*** Begin section ***

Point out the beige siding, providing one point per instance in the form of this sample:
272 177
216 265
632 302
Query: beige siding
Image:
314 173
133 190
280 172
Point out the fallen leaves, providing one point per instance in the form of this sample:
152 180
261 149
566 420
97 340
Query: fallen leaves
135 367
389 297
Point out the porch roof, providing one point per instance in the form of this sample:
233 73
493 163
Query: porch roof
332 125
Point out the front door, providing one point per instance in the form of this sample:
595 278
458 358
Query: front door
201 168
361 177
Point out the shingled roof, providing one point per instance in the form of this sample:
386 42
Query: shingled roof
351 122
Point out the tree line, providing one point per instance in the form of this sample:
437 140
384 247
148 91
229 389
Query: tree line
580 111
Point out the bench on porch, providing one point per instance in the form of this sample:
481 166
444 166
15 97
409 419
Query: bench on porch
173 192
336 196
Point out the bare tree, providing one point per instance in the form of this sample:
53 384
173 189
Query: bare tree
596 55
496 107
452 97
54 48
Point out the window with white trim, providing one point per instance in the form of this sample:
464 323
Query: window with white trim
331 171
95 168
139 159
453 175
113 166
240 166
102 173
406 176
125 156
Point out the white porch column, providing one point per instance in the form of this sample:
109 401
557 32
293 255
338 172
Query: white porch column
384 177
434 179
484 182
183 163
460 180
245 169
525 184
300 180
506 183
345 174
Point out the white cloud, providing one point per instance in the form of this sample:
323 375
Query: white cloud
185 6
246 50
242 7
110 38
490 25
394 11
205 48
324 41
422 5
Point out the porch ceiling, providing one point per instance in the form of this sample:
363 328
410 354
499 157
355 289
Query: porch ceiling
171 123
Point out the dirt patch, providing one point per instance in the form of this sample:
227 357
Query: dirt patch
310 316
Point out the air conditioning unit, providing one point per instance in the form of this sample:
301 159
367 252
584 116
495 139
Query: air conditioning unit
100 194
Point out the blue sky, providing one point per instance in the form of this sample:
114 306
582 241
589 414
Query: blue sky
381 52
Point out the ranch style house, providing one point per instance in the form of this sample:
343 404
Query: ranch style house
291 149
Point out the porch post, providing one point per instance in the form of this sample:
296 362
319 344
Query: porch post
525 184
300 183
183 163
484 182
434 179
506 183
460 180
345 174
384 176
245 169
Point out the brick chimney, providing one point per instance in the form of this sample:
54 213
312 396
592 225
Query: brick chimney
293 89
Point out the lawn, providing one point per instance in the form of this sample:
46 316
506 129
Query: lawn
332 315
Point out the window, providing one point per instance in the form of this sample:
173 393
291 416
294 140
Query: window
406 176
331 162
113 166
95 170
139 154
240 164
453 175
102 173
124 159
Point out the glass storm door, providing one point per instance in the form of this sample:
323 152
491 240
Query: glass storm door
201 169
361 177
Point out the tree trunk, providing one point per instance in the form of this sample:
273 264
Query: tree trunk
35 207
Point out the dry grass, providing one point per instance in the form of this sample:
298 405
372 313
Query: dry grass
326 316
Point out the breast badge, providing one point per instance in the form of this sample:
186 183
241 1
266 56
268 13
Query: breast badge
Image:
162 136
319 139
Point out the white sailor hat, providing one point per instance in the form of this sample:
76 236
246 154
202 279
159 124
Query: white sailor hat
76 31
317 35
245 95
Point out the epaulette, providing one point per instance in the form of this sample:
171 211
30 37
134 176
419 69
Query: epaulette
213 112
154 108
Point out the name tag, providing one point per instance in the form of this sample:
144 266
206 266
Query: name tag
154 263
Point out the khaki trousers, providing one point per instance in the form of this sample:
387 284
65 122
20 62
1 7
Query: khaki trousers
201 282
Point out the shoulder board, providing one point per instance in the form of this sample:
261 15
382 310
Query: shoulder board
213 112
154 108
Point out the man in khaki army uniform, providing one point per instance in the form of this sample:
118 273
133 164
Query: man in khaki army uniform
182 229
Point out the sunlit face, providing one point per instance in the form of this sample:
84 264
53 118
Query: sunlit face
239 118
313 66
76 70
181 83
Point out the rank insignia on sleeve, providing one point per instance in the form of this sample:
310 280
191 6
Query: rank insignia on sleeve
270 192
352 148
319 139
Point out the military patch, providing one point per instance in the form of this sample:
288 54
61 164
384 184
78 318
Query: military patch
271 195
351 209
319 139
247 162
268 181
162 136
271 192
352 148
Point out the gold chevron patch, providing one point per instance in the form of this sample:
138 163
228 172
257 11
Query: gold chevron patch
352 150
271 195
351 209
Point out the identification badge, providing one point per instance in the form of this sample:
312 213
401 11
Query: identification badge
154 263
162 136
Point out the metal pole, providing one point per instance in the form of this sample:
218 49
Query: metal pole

*** End section ***

PROMPT:
Filter the records for lines holding the string "metal". Copy each one.

RESULT FOR THIS TASK:
Point out the metal pole, providing one point per instance in the form of this sample:
Query: metal pole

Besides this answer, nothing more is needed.